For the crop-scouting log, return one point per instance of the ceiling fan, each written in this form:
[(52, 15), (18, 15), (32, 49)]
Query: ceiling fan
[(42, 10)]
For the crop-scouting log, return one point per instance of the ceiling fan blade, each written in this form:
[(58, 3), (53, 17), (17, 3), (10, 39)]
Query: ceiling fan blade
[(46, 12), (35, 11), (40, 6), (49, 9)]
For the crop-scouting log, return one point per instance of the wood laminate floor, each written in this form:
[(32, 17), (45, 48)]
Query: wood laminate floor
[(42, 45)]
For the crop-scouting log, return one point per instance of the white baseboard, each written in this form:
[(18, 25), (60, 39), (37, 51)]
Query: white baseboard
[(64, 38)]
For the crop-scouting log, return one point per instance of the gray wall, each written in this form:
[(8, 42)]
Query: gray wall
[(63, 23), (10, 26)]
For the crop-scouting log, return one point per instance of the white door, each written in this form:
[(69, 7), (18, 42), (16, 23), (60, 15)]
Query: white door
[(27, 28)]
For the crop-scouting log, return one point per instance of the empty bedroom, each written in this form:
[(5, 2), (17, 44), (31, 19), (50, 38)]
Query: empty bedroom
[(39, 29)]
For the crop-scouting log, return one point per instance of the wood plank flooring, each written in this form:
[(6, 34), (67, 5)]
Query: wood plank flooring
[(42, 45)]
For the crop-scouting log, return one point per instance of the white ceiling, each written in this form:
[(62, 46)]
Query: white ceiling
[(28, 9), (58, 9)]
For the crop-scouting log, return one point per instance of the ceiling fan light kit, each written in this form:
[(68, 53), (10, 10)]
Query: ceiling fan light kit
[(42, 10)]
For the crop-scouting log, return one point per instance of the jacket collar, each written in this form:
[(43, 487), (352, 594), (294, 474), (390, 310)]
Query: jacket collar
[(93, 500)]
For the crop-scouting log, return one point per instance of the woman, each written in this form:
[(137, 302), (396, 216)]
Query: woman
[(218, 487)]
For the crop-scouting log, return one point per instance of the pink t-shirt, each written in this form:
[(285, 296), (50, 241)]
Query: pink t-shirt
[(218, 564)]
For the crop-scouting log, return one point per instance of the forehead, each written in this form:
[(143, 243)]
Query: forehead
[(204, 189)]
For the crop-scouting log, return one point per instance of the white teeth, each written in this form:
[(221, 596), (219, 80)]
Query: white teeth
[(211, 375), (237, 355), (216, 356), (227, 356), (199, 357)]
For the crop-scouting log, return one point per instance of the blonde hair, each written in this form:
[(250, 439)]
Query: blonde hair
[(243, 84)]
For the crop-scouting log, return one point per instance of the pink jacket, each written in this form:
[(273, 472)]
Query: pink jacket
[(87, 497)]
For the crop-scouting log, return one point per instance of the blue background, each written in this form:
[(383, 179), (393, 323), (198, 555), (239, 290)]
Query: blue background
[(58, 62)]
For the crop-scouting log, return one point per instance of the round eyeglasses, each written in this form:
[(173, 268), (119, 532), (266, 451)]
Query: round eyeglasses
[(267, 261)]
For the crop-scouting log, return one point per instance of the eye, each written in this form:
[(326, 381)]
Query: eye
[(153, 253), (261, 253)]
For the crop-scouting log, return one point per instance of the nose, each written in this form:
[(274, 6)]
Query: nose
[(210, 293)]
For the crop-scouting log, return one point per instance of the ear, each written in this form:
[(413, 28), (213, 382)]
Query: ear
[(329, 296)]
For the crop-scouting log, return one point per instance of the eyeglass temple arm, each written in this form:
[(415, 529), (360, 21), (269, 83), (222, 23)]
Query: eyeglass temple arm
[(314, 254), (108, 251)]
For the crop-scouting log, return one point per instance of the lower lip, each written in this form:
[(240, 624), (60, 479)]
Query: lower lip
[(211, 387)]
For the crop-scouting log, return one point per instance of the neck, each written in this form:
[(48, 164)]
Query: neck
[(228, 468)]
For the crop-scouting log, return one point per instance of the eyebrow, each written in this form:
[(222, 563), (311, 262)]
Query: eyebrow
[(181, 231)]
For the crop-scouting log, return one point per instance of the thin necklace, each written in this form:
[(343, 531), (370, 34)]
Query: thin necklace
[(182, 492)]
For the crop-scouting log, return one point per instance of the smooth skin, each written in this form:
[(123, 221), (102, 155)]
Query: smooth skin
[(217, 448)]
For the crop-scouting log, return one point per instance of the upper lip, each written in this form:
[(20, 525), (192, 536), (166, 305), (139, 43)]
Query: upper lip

-=-=-=-=-

- Task to complete: Looking at the listing above, count every line in which the string "upper" appears, and give only that count.

- Solution below: 2